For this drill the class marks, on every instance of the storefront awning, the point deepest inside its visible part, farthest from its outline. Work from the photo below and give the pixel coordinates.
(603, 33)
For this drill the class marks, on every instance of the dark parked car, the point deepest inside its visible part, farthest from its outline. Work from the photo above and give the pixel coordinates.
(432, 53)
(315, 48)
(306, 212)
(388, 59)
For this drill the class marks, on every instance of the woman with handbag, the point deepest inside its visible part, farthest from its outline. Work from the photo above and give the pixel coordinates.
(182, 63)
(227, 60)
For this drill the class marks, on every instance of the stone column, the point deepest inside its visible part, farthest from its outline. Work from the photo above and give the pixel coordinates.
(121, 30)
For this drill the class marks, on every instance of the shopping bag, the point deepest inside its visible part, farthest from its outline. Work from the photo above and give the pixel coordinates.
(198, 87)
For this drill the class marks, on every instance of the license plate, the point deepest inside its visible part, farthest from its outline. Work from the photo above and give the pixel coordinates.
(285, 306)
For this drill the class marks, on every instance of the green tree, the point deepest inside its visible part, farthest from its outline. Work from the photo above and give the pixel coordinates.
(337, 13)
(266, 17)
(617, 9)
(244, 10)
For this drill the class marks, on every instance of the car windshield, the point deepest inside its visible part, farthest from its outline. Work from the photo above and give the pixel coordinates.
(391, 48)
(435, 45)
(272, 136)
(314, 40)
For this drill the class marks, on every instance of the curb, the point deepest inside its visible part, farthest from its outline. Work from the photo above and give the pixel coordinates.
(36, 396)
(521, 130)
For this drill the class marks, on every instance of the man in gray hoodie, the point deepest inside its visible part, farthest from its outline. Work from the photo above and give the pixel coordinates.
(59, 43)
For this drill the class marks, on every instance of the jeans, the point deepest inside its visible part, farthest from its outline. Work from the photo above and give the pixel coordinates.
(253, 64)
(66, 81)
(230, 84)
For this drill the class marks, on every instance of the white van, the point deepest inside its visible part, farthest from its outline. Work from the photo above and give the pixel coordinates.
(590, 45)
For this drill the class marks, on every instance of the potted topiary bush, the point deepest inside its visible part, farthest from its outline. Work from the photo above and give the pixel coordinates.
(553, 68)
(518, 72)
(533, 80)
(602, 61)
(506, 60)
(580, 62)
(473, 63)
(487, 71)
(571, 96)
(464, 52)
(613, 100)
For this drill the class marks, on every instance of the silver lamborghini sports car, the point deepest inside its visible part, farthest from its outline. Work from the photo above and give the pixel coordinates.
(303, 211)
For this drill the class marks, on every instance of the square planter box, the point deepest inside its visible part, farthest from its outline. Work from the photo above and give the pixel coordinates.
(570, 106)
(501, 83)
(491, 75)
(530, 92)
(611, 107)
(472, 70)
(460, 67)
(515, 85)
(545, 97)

══════════════════════════════

» SET PROBLEM:
Reproduce the rows from the one containing "of the white" through the final row, inclusive, leaving the requests unchanged and shifting the pixel coordinates by adding 143 to each of their numbers.

» TASK RESPONSE:
For this drill the class marks, on every instance of the white van, the point deepest inside its visible part, farthest from its outline. Work from the photo above and give the pixel coordinates.
(733, 188)
For this drill the class marks, on every instance of the potted topiary bush, the point deepest inside its visible part, farthest from its outline. Work from the photo above and give the pixel coordinates.
(696, 211)
(661, 215)
(676, 223)
(745, 204)
(649, 203)
(723, 205)
(616, 206)
(630, 214)
(714, 239)
(607, 195)
(756, 243)
For this drill the class marks, on every instance of the silver lamborghini sports car, the point deepest inside its visible part, farthest from its outline. Work from the photo above and give the pixel coordinates.
(446, 354)
For this drill the class marks, on every instance of the square planter box, the point deepest inside its visible part, farthest from its outline. Work from the photo above and give the pixel coordinates.
(713, 249)
(644, 226)
(634, 218)
(673, 235)
(754, 250)
(615, 213)
(603, 210)
(658, 228)
(688, 240)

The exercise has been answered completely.